(Referring expression data)
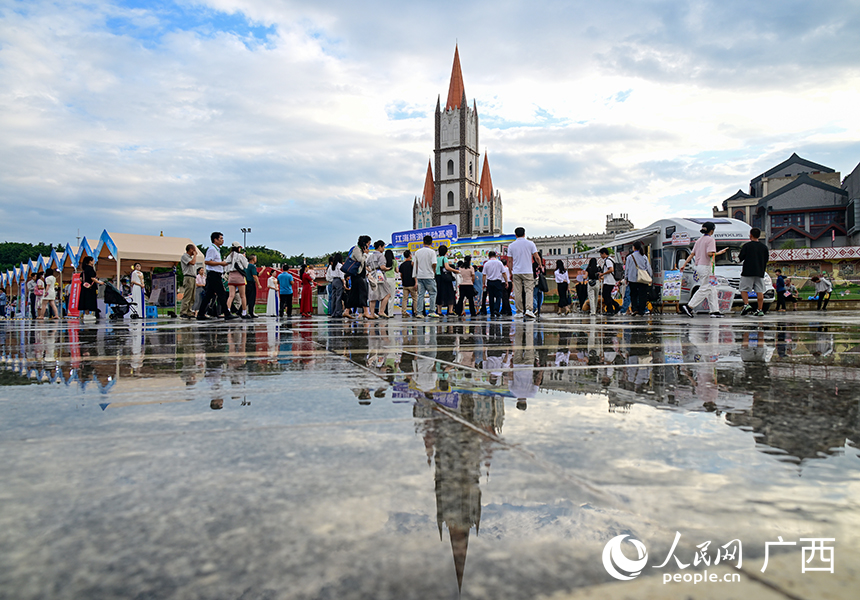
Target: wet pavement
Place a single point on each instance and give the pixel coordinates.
(411, 459)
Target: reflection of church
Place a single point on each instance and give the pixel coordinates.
(459, 452)
(456, 195)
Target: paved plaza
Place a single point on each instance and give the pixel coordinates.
(407, 459)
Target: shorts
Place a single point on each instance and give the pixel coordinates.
(752, 284)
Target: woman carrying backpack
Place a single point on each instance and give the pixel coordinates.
(635, 269)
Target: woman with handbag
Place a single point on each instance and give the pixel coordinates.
(562, 282)
(637, 271)
(444, 282)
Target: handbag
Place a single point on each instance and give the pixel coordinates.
(542, 285)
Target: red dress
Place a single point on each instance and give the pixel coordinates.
(306, 307)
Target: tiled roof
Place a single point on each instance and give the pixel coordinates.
(456, 89)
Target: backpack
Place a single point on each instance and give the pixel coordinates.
(350, 265)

§ **Instructions to follow**
Output exactly what runs from the line with "Target: paved plaza" to the final line above, both lines included, and nothing else.

§ **Result**
Target: paved plaza
Place a single point on each instance and give the pixel coordinates.
(407, 459)
Target: shorts
Place a single point on each instance and give the pixel coordinates.
(752, 284)
Target: woman carrying backpack
Place a single point on each instance and give the pixel coordinates.
(635, 269)
Target: woman with handbag
Place a single point on each instance and give the pixel coordinates.
(562, 282)
(637, 271)
(444, 282)
Target: handbag
Place a single point on each instance and give the pixel coordinates.
(542, 285)
Target: red dress
Place a single point on each instance and give the pixel coordinates.
(306, 307)
Target: tiled roof
Place a single point on each instance and give the pixel coordinates.
(456, 89)
Target: backpack
Place a single point on each instance and give the pixel coordinates.
(350, 265)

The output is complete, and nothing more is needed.